Problem to solve:
Copy the records from the line that contains "task | identify every instance of the woman's hand" through the end of the records, keeping every line. In the answers, shift each x and y coordinate by adding 118.

Data records:
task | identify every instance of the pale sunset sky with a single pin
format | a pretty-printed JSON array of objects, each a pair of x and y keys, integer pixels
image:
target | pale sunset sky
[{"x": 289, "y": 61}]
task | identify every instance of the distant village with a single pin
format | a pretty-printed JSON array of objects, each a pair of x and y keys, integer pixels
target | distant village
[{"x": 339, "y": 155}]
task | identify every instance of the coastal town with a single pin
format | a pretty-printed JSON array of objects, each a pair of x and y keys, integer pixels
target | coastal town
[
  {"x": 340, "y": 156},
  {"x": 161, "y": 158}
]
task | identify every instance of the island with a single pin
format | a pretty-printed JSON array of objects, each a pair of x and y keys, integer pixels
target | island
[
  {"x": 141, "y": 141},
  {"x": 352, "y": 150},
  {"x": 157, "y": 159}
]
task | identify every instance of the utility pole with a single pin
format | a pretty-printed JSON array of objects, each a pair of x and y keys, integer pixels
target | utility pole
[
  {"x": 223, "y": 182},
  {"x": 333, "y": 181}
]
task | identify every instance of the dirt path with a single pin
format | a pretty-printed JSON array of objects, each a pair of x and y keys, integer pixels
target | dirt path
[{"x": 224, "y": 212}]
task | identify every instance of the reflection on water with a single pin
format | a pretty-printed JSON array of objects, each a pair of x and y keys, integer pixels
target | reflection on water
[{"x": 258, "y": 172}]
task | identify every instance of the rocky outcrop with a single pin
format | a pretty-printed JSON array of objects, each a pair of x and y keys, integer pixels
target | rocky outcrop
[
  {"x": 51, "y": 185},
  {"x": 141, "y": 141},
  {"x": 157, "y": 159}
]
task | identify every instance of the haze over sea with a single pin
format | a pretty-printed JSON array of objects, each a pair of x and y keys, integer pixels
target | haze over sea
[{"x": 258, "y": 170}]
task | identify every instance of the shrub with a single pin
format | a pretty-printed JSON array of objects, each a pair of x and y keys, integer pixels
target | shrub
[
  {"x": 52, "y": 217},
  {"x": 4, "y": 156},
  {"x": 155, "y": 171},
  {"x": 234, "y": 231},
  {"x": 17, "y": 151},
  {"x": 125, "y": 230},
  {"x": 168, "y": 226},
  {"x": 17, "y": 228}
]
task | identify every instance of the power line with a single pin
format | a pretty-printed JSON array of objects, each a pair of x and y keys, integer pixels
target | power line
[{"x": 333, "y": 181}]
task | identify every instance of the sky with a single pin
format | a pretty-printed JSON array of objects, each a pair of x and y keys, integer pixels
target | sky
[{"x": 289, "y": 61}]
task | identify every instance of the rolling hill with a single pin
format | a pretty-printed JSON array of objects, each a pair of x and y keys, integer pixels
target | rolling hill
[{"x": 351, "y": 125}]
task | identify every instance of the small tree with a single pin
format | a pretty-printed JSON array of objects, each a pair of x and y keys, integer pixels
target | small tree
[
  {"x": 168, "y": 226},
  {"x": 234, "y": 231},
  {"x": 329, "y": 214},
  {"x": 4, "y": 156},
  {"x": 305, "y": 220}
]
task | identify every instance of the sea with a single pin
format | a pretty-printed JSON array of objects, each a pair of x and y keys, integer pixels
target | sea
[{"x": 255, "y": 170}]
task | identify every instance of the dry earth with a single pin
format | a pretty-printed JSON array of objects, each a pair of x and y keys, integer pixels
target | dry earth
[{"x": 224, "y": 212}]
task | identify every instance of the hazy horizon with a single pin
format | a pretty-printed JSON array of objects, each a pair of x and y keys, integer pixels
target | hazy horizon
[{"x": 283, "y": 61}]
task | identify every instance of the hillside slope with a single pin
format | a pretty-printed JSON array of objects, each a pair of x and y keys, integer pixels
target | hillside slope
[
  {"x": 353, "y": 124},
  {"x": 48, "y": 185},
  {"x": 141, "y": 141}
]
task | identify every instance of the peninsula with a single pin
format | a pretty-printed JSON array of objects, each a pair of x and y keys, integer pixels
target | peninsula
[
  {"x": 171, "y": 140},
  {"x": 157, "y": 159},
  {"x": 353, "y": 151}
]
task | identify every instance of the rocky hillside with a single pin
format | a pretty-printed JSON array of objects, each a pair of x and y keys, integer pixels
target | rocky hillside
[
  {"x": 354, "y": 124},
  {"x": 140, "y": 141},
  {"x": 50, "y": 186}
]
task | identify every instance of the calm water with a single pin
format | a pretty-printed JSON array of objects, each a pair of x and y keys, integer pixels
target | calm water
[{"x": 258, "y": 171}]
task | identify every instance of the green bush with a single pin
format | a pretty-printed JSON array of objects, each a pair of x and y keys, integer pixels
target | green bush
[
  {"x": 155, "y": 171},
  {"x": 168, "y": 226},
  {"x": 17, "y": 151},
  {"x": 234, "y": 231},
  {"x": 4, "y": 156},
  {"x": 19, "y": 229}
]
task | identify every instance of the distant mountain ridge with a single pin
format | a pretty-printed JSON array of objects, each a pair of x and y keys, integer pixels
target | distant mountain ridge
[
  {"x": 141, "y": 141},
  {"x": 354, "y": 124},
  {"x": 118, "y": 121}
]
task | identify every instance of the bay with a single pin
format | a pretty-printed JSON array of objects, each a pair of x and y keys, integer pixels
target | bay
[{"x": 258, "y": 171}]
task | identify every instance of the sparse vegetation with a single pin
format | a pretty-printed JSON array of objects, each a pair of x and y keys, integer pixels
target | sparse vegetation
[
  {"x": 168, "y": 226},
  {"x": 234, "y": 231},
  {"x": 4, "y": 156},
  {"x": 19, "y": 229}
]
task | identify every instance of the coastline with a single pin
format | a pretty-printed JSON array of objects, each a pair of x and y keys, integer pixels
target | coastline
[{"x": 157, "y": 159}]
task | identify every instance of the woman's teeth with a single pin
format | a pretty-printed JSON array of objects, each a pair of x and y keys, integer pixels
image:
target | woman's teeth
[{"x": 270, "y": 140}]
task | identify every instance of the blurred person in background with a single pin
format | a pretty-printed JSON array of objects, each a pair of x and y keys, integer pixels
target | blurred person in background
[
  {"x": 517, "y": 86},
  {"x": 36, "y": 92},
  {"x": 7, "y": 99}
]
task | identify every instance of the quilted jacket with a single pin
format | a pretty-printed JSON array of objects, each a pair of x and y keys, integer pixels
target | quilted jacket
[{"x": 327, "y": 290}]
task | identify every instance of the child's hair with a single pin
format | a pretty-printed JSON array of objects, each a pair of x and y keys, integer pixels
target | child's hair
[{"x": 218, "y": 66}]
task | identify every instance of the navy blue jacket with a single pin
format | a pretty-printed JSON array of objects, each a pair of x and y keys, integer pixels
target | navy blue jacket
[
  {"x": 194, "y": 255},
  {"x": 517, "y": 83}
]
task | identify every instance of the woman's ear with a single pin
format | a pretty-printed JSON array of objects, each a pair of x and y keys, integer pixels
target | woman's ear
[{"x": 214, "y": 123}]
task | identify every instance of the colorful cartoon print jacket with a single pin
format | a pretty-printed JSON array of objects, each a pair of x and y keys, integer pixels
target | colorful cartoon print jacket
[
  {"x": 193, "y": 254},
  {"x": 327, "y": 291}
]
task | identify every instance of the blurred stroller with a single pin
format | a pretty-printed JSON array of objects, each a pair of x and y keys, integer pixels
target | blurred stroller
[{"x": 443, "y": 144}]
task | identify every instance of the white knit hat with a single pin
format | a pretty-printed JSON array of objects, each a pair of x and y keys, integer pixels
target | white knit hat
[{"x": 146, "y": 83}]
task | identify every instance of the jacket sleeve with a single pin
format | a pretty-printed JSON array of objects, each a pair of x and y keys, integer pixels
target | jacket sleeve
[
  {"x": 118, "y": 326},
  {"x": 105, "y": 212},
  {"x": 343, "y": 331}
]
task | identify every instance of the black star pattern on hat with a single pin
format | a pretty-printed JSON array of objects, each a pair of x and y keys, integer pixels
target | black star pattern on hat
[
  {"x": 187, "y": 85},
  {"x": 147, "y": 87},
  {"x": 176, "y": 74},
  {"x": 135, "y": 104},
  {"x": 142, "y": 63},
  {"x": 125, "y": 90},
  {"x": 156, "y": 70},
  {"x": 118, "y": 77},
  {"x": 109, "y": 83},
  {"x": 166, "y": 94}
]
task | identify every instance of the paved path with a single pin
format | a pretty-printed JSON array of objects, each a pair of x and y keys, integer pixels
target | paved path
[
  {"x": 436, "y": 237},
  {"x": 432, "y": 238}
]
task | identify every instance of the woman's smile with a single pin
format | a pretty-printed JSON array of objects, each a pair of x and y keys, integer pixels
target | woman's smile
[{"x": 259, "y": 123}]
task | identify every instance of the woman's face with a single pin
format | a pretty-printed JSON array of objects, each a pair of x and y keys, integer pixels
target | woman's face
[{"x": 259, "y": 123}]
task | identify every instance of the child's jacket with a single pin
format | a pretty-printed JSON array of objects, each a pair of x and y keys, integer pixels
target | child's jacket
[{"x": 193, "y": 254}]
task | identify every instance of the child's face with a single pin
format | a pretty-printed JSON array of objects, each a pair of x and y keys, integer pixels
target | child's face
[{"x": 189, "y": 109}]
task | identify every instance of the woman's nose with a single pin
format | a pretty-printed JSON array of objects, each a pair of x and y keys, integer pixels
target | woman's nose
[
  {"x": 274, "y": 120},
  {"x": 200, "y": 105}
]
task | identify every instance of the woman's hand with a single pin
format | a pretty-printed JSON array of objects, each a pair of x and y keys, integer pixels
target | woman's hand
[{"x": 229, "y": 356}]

Task answer:
task | identify every instance of the woman's hand with a single pin
format | a pretty-printed JSON array of objects, each a pair of x and y keys, integer pixels
target | woman's hand
[{"x": 347, "y": 474}]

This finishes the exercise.